### Instructions to follow
Reproduce the following lines exactly as they appear, from the first to the last.

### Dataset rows
..........

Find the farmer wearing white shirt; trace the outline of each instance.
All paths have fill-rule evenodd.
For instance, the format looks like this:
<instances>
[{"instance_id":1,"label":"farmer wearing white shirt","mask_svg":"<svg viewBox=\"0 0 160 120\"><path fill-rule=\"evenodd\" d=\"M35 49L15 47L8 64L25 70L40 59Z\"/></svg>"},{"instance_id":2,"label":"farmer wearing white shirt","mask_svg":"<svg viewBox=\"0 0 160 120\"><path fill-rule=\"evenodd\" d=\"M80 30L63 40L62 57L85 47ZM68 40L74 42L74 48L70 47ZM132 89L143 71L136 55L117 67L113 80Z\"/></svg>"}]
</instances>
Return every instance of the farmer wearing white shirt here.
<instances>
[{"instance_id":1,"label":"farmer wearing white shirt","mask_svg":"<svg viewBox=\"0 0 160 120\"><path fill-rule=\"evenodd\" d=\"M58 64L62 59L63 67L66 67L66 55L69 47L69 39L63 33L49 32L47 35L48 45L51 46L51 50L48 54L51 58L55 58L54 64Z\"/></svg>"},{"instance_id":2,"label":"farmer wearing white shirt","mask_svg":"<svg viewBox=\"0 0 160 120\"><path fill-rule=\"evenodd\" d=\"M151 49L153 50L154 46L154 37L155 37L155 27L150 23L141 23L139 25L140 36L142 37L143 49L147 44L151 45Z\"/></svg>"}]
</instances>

..........

### Exercise solution
Find the farmer wearing white shirt; trace the outline of each instance.
All paths have fill-rule evenodd.
For instance, the format looks like this:
<instances>
[{"instance_id":1,"label":"farmer wearing white shirt","mask_svg":"<svg viewBox=\"0 0 160 120\"><path fill-rule=\"evenodd\" d=\"M35 49L15 47L8 64L25 70L40 59Z\"/></svg>"},{"instance_id":2,"label":"farmer wearing white shirt","mask_svg":"<svg viewBox=\"0 0 160 120\"><path fill-rule=\"evenodd\" d=\"M80 30L63 40L62 57L85 47ZM68 40L74 42L74 48L70 47ZM132 89L143 71L136 55L117 67L113 80Z\"/></svg>"}]
</instances>
Return every instance of the farmer wearing white shirt here.
<instances>
[{"instance_id":1,"label":"farmer wearing white shirt","mask_svg":"<svg viewBox=\"0 0 160 120\"><path fill-rule=\"evenodd\" d=\"M58 64L62 59L63 67L66 67L66 55L69 47L69 39L63 33L49 32L47 35L48 45L51 46L51 50L48 54L51 58L55 58L54 64Z\"/></svg>"},{"instance_id":2,"label":"farmer wearing white shirt","mask_svg":"<svg viewBox=\"0 0 160 120\"><path fill-rule=\"evenodd\" d=\"M151 49L153 50L154 46L154 37L155 37L155 27L150 23L141 23L139 25L140 36L142 37L143 49L147 44L151 45Z\"/></svg>"}]
</instances>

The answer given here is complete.